++++ Given text
This link gives a lot of info on managing and replacing a failed drive.
https://raid.wiki.kernel.org/index.php/Replacing_a_failed_drive
Essentially you need to both fail and remove the bad drive as well as adding the replacement.
That’s not what I would have expected.
Added another spare and failed (and removed) the other disk with many errors. After finishing syncing the array, the array still automatically starts in auto-read-only, but when I mount it auto-read-only ‘disappears’.
Before mounting:
Personalities : [raid6] [raid5] [raid4]
md126 : active (auto-read-only) raid5 sdc[2] sdb[1] sda[0]
1953519616 blocks super external:/md127/0 level 5, 64k chunk, algorithm 0 [3/3] [UUU]
md127 : inactive sdb[2](S) sdc[1](S) sda[0](S)
8328 blocks super external:imsm
unused devices: <none>
After mounting
Personalities : [raid6] [raid5] [raid4]
md126 : active raid5 sdc[2] sdb[1] sda[0]
1953519616 blocks super external:/md127/0 level 5, 64k chunk, algorithm 0 [3/3] [UUU]
md127 : inactive sdb[2](S) sdc[1](S) sda[0](S)
8328 blocks super external:imsm
unused devices: <none>
Hmmm
I suspect that is due to the duplicate raid arrays. The configs may be confused since it was originally built as md127. I would try stopping both arrays, then power off and wait a few minutes before rebooting (while they are deactivated). Then see which array is now seen with cat /proc/mdstat
.
You can start and activate the one you want to use (hopefully the original designation).
According to this source (Linux software RAID array is in auto-read-only mode) it isn’t usually an issue.
This most commonly happens after a restart/power-event and isn’t usually an issue - MD arrays will be auto-read-only until they’re first written too. It happens to try and help make array assembly a bit safer - nothing’s written to disk until it actually needs to be
I guess this behaviour is normal. I mean, if I mount the array I don’t get an error and the active array (md126) ‘automagically’ becomes writable (not read-only).
If I go way way back in my boot history (before the issues started) with journalctl then I see lines like:
okt 17 11:38:37 kernel: md/raid:md126: device sda operational as raid disk 0
okt 17 11:38:37 kernel: md/raid:md126: device sdc operational as raid disk 1
okt 17 11:38:37 kernel: md/raid:md126: device sdd operational as raid disk 2
An active (md126) and an inactive (md127) array comes probably with my use of the BIOS RAID aka fake RAID which has no real RAID controller and therefore is a software RAID. Eventually all is controlled by mdadm but somehow makes use of the RAID configuration in the BIOS with Intel Matrix Storage Manager (imsm).
Detailed information of both MD devices. Inactive array (md127) has raid level container which contains the disks and rebuilds during startup the active array (md126) with raid level raid5.
++++++++
++++ Material provided
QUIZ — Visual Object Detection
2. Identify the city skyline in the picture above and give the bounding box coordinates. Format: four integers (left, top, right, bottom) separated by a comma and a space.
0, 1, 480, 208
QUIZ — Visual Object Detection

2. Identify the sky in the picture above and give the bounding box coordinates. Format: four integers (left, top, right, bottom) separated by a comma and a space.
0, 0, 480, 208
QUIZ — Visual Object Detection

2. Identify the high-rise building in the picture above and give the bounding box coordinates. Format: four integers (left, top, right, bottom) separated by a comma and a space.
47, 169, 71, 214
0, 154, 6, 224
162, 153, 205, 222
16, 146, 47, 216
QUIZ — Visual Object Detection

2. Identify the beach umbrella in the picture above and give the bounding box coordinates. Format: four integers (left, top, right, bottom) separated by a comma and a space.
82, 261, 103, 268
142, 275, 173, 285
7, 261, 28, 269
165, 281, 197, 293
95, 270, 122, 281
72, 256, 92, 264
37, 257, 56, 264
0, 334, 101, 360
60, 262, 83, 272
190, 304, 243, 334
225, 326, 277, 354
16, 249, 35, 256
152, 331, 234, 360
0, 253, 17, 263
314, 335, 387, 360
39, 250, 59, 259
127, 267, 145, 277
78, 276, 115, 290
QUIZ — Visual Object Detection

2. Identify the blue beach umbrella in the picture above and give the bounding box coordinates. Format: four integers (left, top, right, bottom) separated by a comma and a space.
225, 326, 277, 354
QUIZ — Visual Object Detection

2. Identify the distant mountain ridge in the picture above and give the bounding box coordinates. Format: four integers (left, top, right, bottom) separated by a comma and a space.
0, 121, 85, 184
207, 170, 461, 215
++++++++
▶ Required task
Write the next part of the RAID forum thread, picking up after its last sentence. The material has no connection to the RAID forum thread.

▶ Answer below
I guess that’s how it works in my desktop.
bash-5.2$ ls -l /dev/md/
total 0
lrwxrwxrwx. 1 root root 8 15 mrt 18:09 imsm0 -> ../md127
lrwxrwxrwx. 1 root root 8 15 mrt 18:09 RAID5_2TB_0 -> ../md126
bash-5.2$ sudo mdadm --detail --scan --verbose
ARRAY /dev/md/imsm0 level=container num-devices=3 metadata=imsm UUID=fcaaa905:3813afd6:892f86ab:83424a41
devices=/dev/sda,/dev/sdb,/dev/sdc
ARRAY /dev/md/RAID5_2TB_0 level=raid5 num-devices=3 container=/dev/md/imsm0 member=0 UUID=5aca63f5:865b38a5:fec0f38e:a41e95cb
devices=/dev/sda,/dev/sdb,/dev/sdc
bash-5.2$ sudo mdadm --detail /dev/md127
/dev/md127:
Version : imsm
Raid Level : container
Total Devices : 3
Working Devices : 3
UUID : fcaaa905:3813afd6:892f86ab:83424a41
Member Arrays : /dev/md/RAID5_2TB_0
Number Major Minor RaidDevice
- 8 32 - /dev/sdc
- 8 0 - /dev/sda
- 8 16 - /dev/sdb
bash-5.2$ sudo mdadm --detail /dev/md126
/dev/md126:
Container : /dev/md/imsm0, member 0
Raid Level : raid5
Array Size : 1953519616 (1863.02 GiB 2000.40 GB)
Used Dev Size : 976759808 (931.51 GiB 1000.20 GB)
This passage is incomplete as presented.